BEGIN Selected excerpt

Sweeping transparency reforms proposed for the family courts
The profession has expressed concern about the role social media may play in the reporting of family cases
The president of the Family Division, Sir Andrew McFarlane, has proposed a raft of sweeping changes with regard to transparency in the family courts following the publication of the outcome of the Transparency Review. The proposals include the publication of anonymised judgments and allowing the media to attend and report on cases.
McFarlane said the present system, where a journalist may be permitted to attend a hearing, but not report on it, was “not sustainable”. He said he had concluded “a major shift in culture and process” is required to increase transparency.
The review focused on “the dual goals of enhancing public confidence in the Family Justice system, whilst at the same time maintaining the anonymity of those families and children who turn to it for protection”, commented McFarlane. He said he believed the “twin principles of confidence and confidentiality” are not mutually exclusive.
One of the review’s main proposals is to allow the media to report publicly on what they see and hear in the family courts. However, McFarlane said: “Any reporting must… be subject to very clear rules to maintain the anonymity of children and families, and to keep confidential intimate details of their private lives”.
The proposals have received a mixed reaction from the profession.
Emily Foy, senior associate at Payne Hicks Beach, said the “revolutionary” proposals will be “broadly welcomed”. She added: “For too long the family court has operated behind a veil of secrecy which causes mistrust and fear. Enhanced transparency, which is taken as a given in other Court divisions, is long overdue and must be embraced if faith is to be restored in the family justice system”.

END Selected excerpt
BEGIN Record set

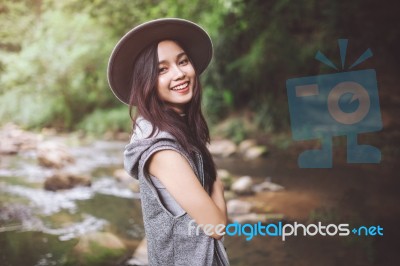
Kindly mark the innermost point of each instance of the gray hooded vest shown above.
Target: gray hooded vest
(169, 238)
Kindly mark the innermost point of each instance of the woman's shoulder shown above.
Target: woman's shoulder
(144, 129)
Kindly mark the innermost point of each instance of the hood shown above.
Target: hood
(140, 144)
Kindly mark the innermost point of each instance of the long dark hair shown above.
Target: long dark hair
(191, 130)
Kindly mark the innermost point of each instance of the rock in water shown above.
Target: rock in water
(54, 155)
(243, 185)
(222, 148)
(66, 181)
(98, 248)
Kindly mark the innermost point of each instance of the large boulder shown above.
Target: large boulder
(98, 248)
(222, 148)
(250, 150)
(53, 155)
(66, 181)
(267, 186)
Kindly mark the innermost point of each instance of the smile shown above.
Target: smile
(180, 87)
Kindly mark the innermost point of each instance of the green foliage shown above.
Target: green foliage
(216, 103)
(58, 75)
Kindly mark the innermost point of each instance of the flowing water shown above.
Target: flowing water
(39, 227)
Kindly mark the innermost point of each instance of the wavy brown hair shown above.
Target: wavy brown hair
(191, 130)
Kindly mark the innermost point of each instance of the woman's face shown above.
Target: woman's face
(176, 75)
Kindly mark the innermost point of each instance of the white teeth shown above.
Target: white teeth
(180, 87)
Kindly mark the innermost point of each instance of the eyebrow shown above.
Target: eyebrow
(177, 57)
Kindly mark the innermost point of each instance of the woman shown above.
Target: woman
(154, 68)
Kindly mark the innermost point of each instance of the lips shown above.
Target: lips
(181, 86)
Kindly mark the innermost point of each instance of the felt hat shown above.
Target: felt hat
(194, 39)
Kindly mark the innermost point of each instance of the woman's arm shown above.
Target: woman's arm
(175, 173)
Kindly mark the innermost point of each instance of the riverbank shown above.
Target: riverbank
(52, 223)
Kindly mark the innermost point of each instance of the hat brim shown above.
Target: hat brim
(193, 38)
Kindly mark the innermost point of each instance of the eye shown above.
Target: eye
(183, 61)
(162, 70)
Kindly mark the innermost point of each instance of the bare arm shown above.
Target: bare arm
(174, 171)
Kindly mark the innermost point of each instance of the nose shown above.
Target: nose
(178, 73)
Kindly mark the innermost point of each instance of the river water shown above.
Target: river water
(39, 227)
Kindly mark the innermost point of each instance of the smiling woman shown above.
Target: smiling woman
(176, 75)
(154, 68)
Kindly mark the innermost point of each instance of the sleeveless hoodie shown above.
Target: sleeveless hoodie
(170, 240)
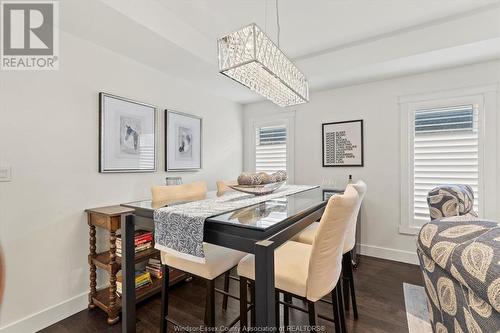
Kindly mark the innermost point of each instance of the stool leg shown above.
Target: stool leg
(312, 313)
(335, 306)
(243, 304)
(210, 304)
(286, 311)
(351, 284)
(277, 308)
(252, 299)
(165, 273)
(226, 289)
(341, 310)
(345, 281)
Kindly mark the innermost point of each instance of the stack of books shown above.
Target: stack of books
(143, 240)
(142, 280)
(154, 268)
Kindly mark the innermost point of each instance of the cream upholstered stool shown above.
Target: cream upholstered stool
(307, 237)
(218, 260)
(309, 272)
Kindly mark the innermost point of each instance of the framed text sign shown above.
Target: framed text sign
(343, 143)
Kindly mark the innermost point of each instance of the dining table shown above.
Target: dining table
(258, 229)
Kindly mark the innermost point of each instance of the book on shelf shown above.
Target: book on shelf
(154, 267)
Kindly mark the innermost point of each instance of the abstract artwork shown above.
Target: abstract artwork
(343, 143)
(182, 141)
(127, 135)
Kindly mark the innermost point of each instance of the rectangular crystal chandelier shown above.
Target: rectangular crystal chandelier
(250, 57)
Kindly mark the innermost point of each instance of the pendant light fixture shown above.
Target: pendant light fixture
(251, 58)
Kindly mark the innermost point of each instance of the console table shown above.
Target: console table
(109, 218)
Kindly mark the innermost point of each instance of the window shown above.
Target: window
(443, 142)
(445, 151)
(270, 149)
(270, 144)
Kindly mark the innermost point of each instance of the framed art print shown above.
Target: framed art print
(343, 143)
(183, 141)
(127, 135)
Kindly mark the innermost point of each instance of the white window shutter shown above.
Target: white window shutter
(270, 149)
(445, 151)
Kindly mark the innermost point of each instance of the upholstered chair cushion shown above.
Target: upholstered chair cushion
(459, 261)
(451, 200)
(307, 235)
(222, 186)
(187, 192)
(291, 263)
(218, 260)
(312, 271)
(326, 255)
(350, 240)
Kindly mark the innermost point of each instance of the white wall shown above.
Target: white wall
(49, 135)
(377, 104)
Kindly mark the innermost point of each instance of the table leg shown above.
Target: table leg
(264, 285)
(128, 274)
(93, 268)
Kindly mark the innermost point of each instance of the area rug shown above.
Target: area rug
(416, 309)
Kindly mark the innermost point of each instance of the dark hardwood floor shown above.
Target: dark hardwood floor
(379, 288)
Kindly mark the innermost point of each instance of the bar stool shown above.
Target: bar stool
(218, 261)
(307, 237)
(309, 272)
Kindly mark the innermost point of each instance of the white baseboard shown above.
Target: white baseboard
(389, 254)
(49, 316)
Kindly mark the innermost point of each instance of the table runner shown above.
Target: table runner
(179, 228)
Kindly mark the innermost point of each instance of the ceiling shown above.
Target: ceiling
(334, 42)
(309, 27)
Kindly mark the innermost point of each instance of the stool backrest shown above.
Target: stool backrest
(451, 200)
(222, 186)
(184, 192)
(350, 241)
(325, 262)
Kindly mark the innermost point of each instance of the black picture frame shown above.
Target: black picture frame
(169, 139)
(360, 121)
(327, 193)
(103, 167)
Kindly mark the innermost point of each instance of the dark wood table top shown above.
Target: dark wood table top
(262, 216)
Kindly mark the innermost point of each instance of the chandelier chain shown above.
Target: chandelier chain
(278, 22)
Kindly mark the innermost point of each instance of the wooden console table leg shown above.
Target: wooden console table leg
(93, 275)
(113, 313)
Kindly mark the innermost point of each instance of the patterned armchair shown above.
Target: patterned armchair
(460, 262)
(451, 200)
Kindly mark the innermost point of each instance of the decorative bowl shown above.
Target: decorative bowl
(258, 189)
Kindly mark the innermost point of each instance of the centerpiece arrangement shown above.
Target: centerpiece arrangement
(260, 183)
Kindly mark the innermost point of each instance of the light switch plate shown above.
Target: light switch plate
(5, 174)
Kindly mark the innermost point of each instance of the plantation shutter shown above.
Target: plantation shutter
(446, 151)
(270, 149)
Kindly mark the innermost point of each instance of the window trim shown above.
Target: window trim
(479, 96)
(283, 118)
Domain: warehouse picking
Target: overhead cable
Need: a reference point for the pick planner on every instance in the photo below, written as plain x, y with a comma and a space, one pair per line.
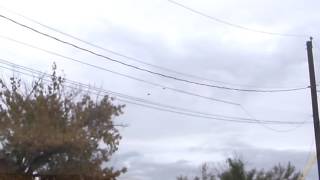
150, 71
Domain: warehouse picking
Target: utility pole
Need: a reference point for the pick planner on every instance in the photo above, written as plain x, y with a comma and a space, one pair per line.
313, 88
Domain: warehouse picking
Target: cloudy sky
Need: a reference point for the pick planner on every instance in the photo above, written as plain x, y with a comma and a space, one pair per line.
162, 145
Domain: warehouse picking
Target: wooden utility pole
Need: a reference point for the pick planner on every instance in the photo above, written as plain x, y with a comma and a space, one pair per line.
313, 88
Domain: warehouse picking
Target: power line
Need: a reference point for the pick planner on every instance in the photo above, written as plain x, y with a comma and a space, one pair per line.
121, 74
149, 71
149, 104
117, 53
271, 128
235, 25
114, 52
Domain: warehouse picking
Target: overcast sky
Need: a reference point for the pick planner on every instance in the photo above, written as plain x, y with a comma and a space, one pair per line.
161, 145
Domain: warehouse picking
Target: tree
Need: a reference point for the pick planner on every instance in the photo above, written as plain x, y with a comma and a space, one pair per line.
236, 171
48, 129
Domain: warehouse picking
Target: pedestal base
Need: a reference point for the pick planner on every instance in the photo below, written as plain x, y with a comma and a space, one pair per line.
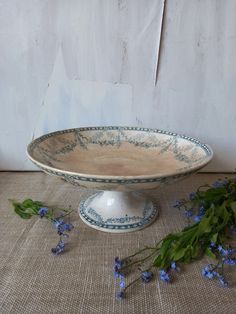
117, 211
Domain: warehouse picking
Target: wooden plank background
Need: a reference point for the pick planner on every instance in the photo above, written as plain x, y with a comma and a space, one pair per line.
153, 63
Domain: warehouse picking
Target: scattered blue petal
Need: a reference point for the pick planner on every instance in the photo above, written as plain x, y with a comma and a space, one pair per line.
178, 204
233, 231
59, 248
223, 251
223, 282
197, 218
188, 213
122, 284
220, 184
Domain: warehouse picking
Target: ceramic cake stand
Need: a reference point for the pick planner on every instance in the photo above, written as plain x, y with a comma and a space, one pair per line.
118, 161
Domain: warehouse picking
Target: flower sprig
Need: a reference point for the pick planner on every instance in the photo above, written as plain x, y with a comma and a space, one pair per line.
29, 208
213, 212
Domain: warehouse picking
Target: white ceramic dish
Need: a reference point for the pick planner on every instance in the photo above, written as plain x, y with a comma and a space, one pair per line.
118, 161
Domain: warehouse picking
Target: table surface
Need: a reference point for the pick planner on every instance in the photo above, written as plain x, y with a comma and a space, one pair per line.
80, 280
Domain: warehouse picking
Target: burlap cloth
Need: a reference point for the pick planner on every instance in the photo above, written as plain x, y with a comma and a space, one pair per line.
81, 279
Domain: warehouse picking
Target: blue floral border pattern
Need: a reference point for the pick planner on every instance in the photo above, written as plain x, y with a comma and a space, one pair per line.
76, 179
117, 223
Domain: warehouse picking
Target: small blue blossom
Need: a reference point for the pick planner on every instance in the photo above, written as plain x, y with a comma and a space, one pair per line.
223, 282
164, 276
178, 204
220, 184
209, 272
233, 231
59, 248
192, 195
117, 270
212, 245
146, 276
174, 266
42, 211
188, 213
197, 218
62, 226
119, 262
202, 211
230, 261
120, 295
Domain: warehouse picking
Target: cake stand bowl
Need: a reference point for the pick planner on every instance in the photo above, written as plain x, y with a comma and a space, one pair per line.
119, 162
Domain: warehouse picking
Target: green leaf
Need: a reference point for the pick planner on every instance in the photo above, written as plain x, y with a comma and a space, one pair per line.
179, 254
157, 262
209, 253
21, 213
214, 238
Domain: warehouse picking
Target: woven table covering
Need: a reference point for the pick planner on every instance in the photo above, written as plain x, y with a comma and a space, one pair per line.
81, 279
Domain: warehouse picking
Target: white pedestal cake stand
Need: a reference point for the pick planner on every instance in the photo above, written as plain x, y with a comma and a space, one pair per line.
112, 211
118, 161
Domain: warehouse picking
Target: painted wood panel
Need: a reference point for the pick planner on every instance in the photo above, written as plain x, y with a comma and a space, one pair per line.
78, 63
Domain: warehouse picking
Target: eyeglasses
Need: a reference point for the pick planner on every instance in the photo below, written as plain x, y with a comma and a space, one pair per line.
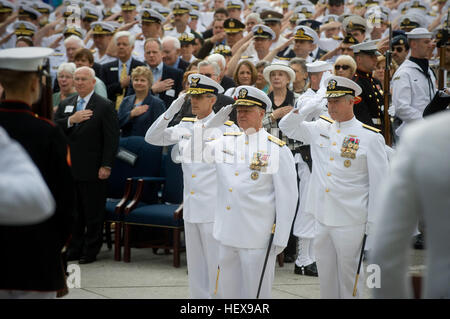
343, 67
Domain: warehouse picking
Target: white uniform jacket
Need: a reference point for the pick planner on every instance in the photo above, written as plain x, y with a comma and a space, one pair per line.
411, 92
343, 190
248, 198
199, 177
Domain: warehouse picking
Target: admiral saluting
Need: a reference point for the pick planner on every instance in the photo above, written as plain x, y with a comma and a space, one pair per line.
350, 163
256, 184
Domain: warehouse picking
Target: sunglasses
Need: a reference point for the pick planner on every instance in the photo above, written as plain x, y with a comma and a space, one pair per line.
343, 67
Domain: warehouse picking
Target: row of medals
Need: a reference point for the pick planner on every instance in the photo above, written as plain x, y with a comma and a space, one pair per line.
259, 161
350, 146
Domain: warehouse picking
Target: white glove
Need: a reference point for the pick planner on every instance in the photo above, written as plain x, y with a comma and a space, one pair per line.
220, 117
175, 107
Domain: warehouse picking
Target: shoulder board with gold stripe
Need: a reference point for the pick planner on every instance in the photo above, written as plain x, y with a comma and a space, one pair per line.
326, 119
232, 133
276, 140
188, 119
371, 128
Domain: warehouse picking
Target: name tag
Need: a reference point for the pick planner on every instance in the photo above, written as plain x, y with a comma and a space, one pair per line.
68, 109
170, 93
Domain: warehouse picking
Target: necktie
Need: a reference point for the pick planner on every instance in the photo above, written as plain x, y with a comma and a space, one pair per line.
123, 75
80, 104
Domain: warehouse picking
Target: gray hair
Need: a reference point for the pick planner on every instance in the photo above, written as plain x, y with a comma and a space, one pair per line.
90, 70
131, 37
262, 64
68, 67
255, 16
74, 38
214, 65
301, 62
219, 59
175, 41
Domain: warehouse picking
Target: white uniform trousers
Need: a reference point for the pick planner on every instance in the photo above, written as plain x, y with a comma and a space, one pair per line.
304, 224
27, 294
202, 252
337, 255
240, 273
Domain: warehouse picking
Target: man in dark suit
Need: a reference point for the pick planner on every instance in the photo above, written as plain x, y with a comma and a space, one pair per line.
31, 255
91, 125
167, 81
211, 70
113, 74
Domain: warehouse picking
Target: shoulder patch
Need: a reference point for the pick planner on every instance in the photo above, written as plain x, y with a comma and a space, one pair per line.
326, 119
371, 128
232, 133
188, 119
276, 140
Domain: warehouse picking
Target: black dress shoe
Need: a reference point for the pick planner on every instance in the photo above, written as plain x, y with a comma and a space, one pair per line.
310, 270
289, 258
87, 260
72, 257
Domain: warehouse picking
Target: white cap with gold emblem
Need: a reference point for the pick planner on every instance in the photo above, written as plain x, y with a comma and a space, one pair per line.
201, 84
250, 96
338, 86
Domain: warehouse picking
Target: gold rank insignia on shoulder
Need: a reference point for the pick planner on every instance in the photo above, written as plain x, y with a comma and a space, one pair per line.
349, 147
276, 140
188, 119
232, 133
371, 128
326, 119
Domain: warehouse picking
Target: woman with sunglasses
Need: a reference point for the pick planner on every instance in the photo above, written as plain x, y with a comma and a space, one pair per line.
345, 66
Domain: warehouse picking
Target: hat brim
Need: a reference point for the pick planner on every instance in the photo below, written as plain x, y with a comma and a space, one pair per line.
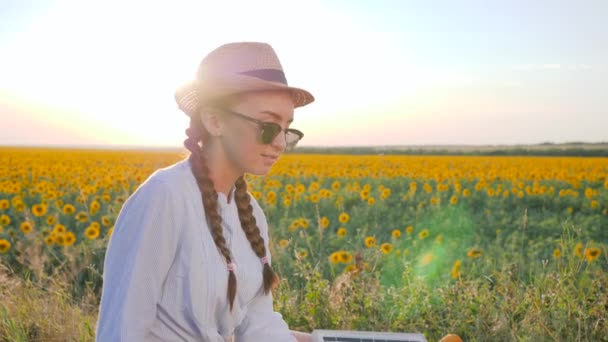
193, 94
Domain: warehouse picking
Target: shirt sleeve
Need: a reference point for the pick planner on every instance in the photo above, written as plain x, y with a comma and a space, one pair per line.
139, 254
261, 322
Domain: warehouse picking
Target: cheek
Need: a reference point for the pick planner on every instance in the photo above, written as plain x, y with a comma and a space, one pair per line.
244, 151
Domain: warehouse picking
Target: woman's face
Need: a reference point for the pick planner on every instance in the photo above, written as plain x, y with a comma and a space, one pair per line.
241, 138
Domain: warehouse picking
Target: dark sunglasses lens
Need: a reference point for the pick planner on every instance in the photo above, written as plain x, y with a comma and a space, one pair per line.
292, 137
269, 132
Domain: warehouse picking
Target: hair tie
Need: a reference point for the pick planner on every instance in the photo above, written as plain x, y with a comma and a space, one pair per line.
265, 259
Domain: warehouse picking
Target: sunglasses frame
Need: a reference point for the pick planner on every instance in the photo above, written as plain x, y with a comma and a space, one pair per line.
265, 125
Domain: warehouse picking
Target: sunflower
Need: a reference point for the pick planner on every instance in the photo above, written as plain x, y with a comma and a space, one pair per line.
324, 222
82, 216
423, 234
70, 238
334, 258
95, 206
59, 228
91, 233
335, 186
4, 204
5, 245
344, 218
26, 227
592, 253
345, 257
386, 248
39, 210
370, 242
59, 238
105, 221
49, 240
294, 226
557, 253
69, 209
301, 254
51, 220
5, 220
474, 253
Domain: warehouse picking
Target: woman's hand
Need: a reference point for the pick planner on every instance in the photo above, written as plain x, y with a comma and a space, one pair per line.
301, 336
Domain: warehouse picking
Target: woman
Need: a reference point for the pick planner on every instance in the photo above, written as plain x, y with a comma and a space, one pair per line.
188, 259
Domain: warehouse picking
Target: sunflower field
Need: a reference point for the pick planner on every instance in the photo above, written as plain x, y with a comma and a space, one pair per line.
490, 248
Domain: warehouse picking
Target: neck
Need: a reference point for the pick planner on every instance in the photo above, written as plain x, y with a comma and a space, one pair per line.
221, 171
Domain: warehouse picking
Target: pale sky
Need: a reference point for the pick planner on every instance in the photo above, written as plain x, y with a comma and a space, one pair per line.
383, 72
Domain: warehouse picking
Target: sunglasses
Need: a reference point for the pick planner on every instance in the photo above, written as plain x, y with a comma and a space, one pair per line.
270, 130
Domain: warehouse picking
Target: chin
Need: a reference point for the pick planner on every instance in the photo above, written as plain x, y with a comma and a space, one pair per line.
259, 171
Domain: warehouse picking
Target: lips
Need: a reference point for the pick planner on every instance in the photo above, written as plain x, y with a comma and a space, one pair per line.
270, 157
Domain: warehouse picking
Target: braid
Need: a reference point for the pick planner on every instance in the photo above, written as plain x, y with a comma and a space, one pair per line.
243, 203
196, 132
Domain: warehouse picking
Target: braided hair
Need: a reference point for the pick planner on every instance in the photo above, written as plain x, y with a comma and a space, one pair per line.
197, 137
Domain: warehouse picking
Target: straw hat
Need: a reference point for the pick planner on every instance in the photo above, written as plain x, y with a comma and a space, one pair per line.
234, 68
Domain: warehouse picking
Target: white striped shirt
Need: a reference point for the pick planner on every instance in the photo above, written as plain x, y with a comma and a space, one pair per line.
165, 280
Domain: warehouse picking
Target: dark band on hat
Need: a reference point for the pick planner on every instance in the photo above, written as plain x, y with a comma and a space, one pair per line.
272, 75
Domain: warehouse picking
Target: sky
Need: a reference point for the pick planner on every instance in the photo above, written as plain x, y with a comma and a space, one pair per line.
382, 72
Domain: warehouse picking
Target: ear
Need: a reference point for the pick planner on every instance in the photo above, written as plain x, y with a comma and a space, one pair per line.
212, 121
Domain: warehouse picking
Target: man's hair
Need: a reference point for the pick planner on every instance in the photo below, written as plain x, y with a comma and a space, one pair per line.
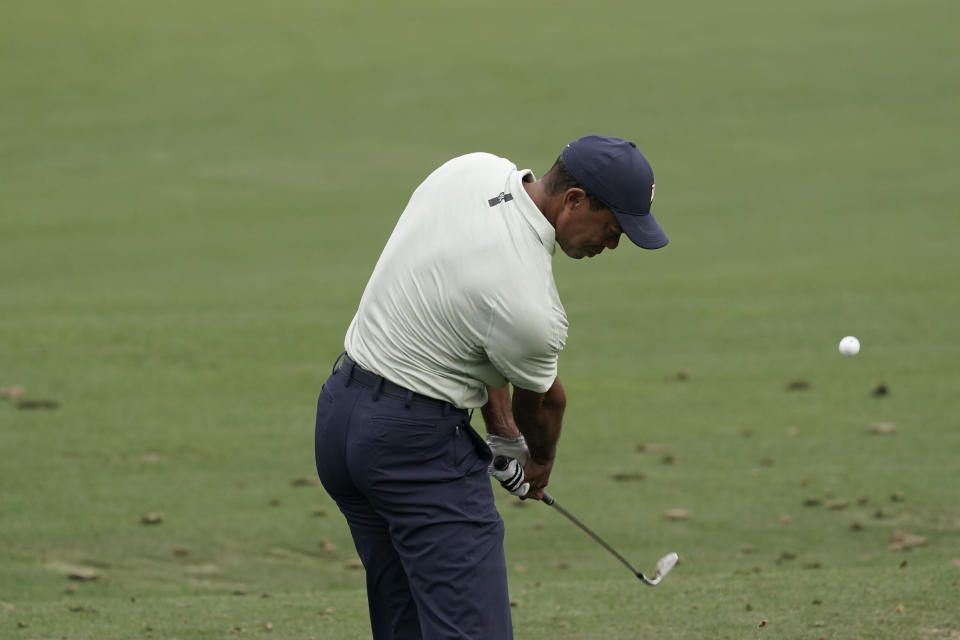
559, 179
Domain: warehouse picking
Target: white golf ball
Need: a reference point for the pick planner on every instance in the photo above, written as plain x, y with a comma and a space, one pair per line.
849, 346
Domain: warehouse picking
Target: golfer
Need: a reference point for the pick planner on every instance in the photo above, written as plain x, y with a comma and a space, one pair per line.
461, 303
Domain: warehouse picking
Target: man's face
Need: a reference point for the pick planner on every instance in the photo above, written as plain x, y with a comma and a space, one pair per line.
585, 232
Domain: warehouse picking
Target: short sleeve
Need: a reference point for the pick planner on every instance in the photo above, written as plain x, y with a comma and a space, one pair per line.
525, 339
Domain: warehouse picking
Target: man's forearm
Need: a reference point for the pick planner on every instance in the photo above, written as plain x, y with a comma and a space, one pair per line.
539, 416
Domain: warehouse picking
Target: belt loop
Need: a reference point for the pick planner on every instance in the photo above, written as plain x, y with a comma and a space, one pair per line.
377, 388
336, 363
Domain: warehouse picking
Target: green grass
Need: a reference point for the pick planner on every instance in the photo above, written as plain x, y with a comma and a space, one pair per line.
192, 196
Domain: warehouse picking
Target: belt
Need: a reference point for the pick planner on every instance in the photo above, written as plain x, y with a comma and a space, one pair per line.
382, 386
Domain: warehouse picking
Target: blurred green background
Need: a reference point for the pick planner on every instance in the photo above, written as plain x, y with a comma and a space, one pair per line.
192, 196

END Record set

From the article on family court transparency reforms, list every passage set in quotation marks that is attributed to Emily Foy.

- "revolutionary"
- "broadly welcomed"
- "For too long the family court has operated behind a veil of secrecy which causes mistrust and fear. Enhanced transparency, which is taken as a given in other Court divisions, is long overdue and must be embraced if faith is to be restored in the family justice system"